▸ **WHAT THE TASK REQUIRES**
The entries below need to be transcribed verbatim.

[Natural-language object grounding data]
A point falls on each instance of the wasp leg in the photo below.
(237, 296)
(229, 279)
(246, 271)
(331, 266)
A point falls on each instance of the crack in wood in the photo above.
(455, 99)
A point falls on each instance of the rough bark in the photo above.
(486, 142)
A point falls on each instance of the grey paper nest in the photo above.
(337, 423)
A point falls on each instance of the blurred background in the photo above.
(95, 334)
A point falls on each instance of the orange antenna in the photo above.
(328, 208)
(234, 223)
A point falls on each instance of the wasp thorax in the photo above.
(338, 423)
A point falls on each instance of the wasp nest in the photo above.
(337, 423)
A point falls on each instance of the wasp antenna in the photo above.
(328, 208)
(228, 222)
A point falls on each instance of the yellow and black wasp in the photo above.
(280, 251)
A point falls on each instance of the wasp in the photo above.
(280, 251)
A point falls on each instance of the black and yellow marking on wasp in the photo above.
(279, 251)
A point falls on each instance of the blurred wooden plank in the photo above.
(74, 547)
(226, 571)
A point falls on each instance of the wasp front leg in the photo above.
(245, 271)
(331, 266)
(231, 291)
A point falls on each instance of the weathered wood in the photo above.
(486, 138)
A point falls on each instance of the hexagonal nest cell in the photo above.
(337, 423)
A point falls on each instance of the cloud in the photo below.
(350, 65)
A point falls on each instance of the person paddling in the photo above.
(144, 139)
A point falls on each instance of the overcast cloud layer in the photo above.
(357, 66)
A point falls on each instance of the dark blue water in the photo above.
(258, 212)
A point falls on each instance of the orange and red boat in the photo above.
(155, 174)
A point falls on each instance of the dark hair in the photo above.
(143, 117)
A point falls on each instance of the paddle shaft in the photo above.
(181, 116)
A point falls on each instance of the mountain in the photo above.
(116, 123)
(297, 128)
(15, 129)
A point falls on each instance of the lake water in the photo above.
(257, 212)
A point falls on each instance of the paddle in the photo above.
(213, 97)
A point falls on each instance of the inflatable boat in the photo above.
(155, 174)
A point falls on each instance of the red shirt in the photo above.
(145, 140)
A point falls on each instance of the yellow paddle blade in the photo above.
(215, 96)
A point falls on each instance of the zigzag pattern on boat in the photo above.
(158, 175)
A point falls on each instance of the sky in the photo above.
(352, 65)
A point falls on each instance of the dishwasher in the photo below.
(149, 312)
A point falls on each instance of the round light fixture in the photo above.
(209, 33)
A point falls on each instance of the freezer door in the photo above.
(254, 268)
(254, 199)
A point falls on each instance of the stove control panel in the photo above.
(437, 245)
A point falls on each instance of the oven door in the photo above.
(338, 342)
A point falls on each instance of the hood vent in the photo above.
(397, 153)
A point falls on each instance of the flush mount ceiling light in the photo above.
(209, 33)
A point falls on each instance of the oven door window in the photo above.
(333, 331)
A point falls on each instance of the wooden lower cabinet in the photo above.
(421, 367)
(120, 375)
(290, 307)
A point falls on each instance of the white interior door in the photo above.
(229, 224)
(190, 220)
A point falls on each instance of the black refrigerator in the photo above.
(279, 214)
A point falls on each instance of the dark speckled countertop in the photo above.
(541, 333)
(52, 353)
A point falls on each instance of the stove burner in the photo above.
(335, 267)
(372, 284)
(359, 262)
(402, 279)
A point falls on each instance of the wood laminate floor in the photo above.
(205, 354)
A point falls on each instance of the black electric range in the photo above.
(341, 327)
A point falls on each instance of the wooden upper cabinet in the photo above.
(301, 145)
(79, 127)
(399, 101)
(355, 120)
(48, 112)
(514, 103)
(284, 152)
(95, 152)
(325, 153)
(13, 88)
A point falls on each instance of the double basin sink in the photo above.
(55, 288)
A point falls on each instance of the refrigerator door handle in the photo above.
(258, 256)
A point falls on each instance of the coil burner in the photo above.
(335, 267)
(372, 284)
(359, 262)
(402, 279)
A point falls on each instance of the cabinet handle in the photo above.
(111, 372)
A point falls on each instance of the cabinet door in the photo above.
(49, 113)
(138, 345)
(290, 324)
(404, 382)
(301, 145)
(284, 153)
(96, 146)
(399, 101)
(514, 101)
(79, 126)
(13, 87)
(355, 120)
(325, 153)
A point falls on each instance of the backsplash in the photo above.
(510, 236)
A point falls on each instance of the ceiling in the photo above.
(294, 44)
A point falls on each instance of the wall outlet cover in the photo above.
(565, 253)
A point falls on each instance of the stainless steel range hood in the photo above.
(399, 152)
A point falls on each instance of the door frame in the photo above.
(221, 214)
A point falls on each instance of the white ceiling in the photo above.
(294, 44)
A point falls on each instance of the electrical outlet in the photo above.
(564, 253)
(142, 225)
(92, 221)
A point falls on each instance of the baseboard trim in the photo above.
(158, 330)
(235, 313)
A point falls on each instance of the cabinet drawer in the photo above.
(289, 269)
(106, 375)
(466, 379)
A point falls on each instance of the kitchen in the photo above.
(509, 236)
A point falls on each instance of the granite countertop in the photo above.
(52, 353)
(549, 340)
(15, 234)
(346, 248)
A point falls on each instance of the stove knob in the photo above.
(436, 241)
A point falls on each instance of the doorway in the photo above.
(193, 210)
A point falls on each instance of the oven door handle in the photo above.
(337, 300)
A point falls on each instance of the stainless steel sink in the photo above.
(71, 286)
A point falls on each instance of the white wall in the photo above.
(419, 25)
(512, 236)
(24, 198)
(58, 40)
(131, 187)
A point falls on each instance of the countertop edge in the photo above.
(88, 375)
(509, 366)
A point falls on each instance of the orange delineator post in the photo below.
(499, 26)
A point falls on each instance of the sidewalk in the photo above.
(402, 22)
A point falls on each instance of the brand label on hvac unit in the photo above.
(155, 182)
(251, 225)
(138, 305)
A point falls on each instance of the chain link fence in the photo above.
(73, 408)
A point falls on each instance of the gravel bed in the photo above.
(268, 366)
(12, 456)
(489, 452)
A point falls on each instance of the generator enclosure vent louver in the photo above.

▸ **PROBLEM SOLUTION**
A point falls on each instance of the wasp leg in the photo below.
(237, 296)
(229, 279)
(246, 271)
(331, 266)
A point falls on each instance of the crack in wood in the photo above.
(455, 99)
A point falls on each instance of the rough bark in the photo above.
(486, 142)
A point falls on each instance of the grey paper nest in the photo above.
(337, 423)
A point falls on each instance of the blurred background in the photo above.
(95, 334)
A point falls on each instance of the orange antenna in the photo above.
(328, 208)
(234, 223)
A point falls on each instance of the wasp thorax in the photo above.
(338, 423)
A point falls on each instance of the wasp nest in the photo above.
(337, 423)
A point falls on each instance of the wasp antenna in the photo above.
(328, 208)
(228, 222)
A point falls on each instance of the yellow and black wasp in the photo above.
(280, 251)
A point falls on each instance of the wasp in the photo above.
(280, 251)
A point falls on each instance of the black and yellow marking on wasp in the photo above.
(279, 251)
A point falls on each instance of the blurred wooden plank in the photo above.
(74, 547)
(226, 571)
A point falls on each instance of the wasp front leg in the photo above.
(245, 271)
(331, 266)
(231, 291)
A point falls on each instance of the weathered wood in the photo above.
(486, 138)
A point falls on each instance of the hexagonal nest cell in the photo above.
(337, 423)
A point falls on each instance of the cloud in the photo below.
(350, 65)
A point falls on each instance of the person paddling in the photo above.
(144, 139)
A point falls on each instance of the overcast cloud layer in the photo above.
(357, 66)
A point falls on each instance of the dark blue water in the photo above.
(258, 212)
A point falls on each instance of the orange and red boat in the photo above.
(155, 174)
A point falls on each instance of the dark hair in the photo above.
(143, 117)
A point falls on each instance of the paddle shaft in the photo above.
(181, 116)
A point falls on each instance of the mountain in the photo above.
(116, 123)
(297, 128)
(15, 129)
A point falls on each instance of the lake water in the photo above.
(257, 212)
A point falls on each instance of the paddle in the photo above.
(213, 97)
A point falls on each instance of the inflatable boat in the photo above.
(155, 174)
A point falls on each instance of the red shirt in the photo above.
(145, 140)
A point falls on each instance of the yellow paddle blade in the photo above.
(215, 96)
A point falls on each instance of the zigzag pattern on boat in the photo above.
(158, 175)
A point falls on each instance of the sky in the photo above.
(352, 65)
A point falls on each instance of the dishwasher in the photo below.
(149, 312)
A point falls on each instance of the round light fixture in the photo above.
(209, 33)
A point falls on each instance of the freezer door in the photo above.
(254, 268)
(254, 199)
A point falls on each instance of the stove control panel in the photo above.
(437, 245)
A point falls on each instance of the oven door in the photo above.
(338, 342)
A point falls on each instance of the hood vent in the photo above.
(397, 153)
A point falls on each instance of the flush mount ceiling light in the photo above.
(209, 33)
A point falls on each instance of the oven door window in the photo above.
(333, 331)
A point falls on each instance of the wooden lower cabinet in the photo above.
(421, 367)
(120, 375)
(290, 307)
A point falls on each instance of the white interior door in the photo above.
(229, 224)
(190, 220)
A point falls on each instance of the black refrigerator in the photo above.
(279, 214)
A point falls on each instance of the dark speckled countertop in the photo above.
(541, 333)
(52, 353)
A point falls on each instance of the stove burner in the photo above.
(335, 267)
(372, 284)
(359, 262)
(402, 279)
A point falls on each instance of the wood laminate floor in the photo above.
(205, 354)
A point falls on each instance of the black electric range in the photo above.
(341, 327)
A point falls on each instance of the wooden upper cabinet in the photo above.
(301, 145)
(79, 127)
(399, 101)
(355, 120)
(48, 112)
(514, 103)
(284, 152)
(95, 152)
(325, 153)
(13, 88)
A point falls on each instance of the double basin sink in the photo above.
(55, 288)
A point falls on each instance of the refrigerator door handle in the photo above.
(258, 256)
A point falls on each instance of the coil burner in the photo above.
(335, 267)
(372, 284)
(359, 262)
(402, 279)
A point falls on each instance of the cabinet handle in the photo above.
(111, 372)
A point falls on each instance of the cabinet door in the photo above.
(49, 113)
(138, 345)
(290, 324)
(404, 382)
(301, 145)
(284, 153)
(96, 146)
(399, 101)
(514, 101)
(79, 126)
(13, 87)
(355, 120)
(325, 153)
A point falls on each instance of the backsplash in the photo above.
(510, 236)
A point falls on each instance of the ceiling in the photo above.
(294, 44)
A point falls on each instance of the wall outlet cover in the photo above.
(565, 253)
A point falls on each instance of the stainless steel range hood in the photo above.
(399, 152)
A point falls on each instance of the door frame in the photo above.
(221, 214)
A point falls on each instance of the white ceiling in the photo above.
(294, 44)
A point falls on each instance of the electrical outlet in the photo above.
(564, 253)
(142, 225)
(92, 221)
A point falls on each instance of the baseboard trim in the photo above.
(158, 330)
(235, 313)
A point falls on each instance of the cabinet drawer in the photo above.
(289, 269)
(106, 375)
(466, 379)
A point falls on each instance of the kitchen in the photo above.
(509, 236)
A point falls on each instance of the granite countertop in the photo above.
(52, 353)
(549, 340)
(15, 234)
(346, 248)
A point falls on each instance of the stove knob in the photo above.
(436, 241)
A point falls on each instance of the doorway in the photo above.
(193, 210)
A point falls on each instance of the oven door handle in the photo above.
(337, 300)
A point falls on each instance of the stainless steel sink in the photo above.
(71, 286)
A point falls on each instance of the white wall in the photo above.
(419, 25)
(512, 236)
(24, 198)
(58, 40)
(131, 187)
A point falls on each instance of the countertop edge in the photo above.
(88, 375)
(509, 366)
A point falls on each instance of the orange delineator post in the photo below.
(499, 26)
A point falls on each instance of the sidewalk in the photo above.
(402, 22)
A point falls on each instance of the brand label on hvac unit in the photo above.
(155, 182)
(251, 225)
(138, 305)
A point falls on each instance of the chain link fence in the photo above.
(73, 408)
A point falls on each instance of the gravel bed in the photo above.
(268, 366)
(12, 456)
(489, 452)
A point falls on each instance of the generator enclosure vent louver in the photo above.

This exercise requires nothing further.